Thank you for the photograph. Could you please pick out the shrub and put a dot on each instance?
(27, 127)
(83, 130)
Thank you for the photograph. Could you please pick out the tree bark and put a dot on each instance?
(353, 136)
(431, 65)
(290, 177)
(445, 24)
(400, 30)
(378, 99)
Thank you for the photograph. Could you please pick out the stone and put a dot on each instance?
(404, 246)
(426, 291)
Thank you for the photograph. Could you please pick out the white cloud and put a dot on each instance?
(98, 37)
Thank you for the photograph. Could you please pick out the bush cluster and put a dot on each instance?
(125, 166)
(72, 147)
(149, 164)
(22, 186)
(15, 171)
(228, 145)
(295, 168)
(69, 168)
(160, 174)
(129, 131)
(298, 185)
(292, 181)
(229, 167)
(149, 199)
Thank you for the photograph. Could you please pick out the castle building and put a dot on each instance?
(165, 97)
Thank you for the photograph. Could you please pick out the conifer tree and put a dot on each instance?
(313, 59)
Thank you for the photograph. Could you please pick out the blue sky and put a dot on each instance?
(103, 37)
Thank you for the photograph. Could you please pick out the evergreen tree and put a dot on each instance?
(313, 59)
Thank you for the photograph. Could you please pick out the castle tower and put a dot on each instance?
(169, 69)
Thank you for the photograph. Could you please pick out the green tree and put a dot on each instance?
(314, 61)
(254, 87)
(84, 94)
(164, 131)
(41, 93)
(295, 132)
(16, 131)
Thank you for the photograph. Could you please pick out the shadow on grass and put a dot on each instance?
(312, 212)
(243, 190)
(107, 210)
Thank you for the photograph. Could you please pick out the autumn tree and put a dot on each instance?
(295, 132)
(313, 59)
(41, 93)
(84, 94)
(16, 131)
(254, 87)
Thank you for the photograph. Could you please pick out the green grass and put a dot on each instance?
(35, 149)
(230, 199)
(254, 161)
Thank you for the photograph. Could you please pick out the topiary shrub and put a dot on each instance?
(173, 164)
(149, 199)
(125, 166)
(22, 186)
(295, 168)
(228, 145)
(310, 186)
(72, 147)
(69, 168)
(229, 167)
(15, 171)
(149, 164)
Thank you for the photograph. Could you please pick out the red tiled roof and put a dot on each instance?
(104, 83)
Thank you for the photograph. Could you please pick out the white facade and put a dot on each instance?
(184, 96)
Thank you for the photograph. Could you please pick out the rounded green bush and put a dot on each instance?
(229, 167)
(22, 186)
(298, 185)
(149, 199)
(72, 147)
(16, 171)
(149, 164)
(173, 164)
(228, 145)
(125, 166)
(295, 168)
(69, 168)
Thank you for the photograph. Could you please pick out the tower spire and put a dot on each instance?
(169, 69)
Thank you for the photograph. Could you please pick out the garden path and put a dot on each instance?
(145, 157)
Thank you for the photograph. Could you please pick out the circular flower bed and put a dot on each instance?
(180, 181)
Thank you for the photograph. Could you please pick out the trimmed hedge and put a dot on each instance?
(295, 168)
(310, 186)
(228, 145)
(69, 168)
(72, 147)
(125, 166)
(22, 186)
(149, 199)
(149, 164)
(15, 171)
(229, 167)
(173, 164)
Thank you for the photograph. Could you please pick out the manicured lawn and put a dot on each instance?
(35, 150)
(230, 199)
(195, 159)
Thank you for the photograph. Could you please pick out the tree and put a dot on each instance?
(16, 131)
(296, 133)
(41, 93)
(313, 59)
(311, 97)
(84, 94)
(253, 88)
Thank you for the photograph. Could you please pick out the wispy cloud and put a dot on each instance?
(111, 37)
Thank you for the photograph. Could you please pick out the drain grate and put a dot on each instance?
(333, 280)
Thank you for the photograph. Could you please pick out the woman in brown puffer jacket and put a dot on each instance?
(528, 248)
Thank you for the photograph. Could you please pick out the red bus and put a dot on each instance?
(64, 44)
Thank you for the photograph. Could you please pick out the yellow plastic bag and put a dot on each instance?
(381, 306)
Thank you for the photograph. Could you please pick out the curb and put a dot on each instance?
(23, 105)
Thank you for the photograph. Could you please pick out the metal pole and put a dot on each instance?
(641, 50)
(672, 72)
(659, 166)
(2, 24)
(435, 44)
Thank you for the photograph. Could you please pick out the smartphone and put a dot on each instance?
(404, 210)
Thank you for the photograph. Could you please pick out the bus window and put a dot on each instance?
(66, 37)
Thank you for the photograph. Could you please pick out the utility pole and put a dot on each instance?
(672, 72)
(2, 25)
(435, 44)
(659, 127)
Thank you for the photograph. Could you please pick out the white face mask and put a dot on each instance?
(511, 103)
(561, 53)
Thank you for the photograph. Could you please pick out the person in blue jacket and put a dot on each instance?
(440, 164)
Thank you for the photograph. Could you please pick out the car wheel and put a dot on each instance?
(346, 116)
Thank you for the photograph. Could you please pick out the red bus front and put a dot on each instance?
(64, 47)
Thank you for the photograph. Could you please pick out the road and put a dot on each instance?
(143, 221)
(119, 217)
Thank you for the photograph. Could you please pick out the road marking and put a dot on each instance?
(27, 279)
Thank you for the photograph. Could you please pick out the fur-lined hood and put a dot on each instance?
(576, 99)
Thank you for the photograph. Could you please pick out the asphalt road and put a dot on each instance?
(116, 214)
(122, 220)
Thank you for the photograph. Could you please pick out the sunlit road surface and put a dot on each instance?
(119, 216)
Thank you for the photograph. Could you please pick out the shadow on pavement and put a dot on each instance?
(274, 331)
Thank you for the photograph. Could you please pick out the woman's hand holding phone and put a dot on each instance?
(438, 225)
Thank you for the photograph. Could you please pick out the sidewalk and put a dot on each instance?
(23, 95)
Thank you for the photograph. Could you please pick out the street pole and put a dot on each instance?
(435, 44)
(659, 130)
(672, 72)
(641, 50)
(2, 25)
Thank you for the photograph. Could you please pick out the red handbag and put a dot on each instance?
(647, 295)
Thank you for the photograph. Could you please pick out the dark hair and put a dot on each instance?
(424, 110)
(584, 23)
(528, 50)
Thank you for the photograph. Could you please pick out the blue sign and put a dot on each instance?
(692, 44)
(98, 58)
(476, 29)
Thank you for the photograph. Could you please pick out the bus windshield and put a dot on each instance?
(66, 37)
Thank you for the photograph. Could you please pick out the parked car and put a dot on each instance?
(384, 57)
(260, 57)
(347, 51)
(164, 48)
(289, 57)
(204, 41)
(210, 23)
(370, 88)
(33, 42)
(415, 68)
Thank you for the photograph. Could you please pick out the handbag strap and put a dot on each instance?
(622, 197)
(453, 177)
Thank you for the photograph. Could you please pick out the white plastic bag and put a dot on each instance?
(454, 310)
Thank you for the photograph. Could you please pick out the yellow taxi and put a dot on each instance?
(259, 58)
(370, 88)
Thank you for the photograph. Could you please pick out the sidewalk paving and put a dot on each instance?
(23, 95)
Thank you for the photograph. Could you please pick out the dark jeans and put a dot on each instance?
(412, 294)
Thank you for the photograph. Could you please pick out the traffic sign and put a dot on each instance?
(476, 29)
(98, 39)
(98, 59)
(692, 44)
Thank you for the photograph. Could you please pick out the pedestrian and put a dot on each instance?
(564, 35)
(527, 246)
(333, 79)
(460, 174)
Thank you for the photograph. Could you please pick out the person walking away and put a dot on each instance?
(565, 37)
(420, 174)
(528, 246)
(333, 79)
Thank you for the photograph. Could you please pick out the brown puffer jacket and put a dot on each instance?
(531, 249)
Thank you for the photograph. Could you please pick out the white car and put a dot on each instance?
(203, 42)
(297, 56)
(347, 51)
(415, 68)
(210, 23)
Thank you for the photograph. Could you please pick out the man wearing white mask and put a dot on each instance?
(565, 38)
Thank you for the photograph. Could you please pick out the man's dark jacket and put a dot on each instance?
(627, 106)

---

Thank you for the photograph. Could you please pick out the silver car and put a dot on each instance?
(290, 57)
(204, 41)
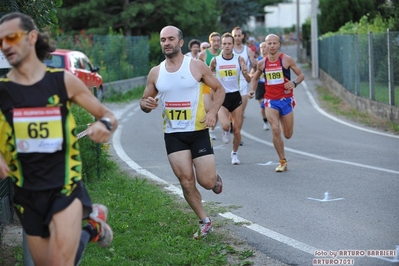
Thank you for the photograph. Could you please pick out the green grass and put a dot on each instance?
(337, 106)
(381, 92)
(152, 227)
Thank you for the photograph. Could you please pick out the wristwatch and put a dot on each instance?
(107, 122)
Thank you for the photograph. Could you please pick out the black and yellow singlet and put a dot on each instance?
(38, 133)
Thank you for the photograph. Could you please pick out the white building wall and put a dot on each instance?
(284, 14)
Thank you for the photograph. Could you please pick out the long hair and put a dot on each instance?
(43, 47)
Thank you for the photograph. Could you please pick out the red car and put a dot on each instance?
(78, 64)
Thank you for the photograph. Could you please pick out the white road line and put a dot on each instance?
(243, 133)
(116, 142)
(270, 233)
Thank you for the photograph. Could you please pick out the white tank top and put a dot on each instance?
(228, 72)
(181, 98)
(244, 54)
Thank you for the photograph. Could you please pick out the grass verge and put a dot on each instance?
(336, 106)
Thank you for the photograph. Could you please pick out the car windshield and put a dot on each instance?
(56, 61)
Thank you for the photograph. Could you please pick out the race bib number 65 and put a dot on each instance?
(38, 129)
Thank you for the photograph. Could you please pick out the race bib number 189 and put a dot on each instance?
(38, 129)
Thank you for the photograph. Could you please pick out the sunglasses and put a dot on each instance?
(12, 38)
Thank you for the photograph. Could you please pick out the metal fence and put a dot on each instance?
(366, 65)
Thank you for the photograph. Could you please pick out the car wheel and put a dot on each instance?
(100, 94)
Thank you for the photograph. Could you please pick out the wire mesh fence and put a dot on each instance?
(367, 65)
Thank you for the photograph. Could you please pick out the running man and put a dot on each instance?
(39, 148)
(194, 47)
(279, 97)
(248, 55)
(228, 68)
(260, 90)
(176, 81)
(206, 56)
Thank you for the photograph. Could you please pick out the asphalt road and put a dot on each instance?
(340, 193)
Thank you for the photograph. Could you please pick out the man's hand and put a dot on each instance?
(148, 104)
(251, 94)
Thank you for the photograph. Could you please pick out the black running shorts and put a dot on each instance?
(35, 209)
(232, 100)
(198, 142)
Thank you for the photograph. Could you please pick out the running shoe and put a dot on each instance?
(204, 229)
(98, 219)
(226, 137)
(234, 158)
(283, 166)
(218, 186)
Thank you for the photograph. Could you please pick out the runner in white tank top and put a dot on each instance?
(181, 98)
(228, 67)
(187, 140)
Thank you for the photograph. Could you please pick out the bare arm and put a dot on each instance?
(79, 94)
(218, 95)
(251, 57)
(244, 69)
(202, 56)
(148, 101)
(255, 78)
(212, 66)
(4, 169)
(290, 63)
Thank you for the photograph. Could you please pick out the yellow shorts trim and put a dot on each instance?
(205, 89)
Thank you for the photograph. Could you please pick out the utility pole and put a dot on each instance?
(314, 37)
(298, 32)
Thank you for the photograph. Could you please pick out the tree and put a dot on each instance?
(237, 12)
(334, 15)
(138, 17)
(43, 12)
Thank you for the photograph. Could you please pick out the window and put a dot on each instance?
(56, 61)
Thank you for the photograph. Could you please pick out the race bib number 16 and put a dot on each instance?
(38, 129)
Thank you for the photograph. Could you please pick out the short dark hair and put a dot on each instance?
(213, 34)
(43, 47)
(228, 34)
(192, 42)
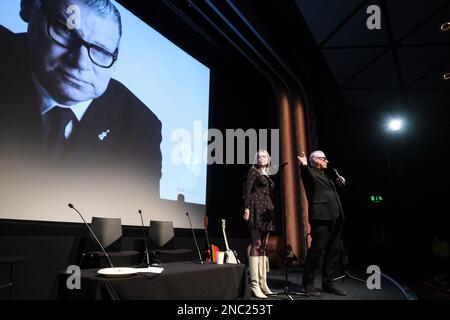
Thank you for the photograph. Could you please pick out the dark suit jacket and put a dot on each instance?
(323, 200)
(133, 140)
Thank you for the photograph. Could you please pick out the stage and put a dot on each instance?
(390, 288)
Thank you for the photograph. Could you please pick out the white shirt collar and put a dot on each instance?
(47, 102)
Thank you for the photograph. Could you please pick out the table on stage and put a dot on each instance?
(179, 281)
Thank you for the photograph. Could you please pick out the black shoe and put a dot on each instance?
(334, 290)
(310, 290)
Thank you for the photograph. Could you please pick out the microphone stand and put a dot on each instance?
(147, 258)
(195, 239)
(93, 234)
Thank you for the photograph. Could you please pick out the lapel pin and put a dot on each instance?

**Instruction:**
Gather every line in the records above that contains the word "tank", and reproduce each such line in full.

**Answer to the exercise:**
Thank you for the photograph. Could you please pick out the white tank top and put a dot on each instance?
Thank you for the photograph. Could you please pick out the runner in white tank top and put a dot on each instance?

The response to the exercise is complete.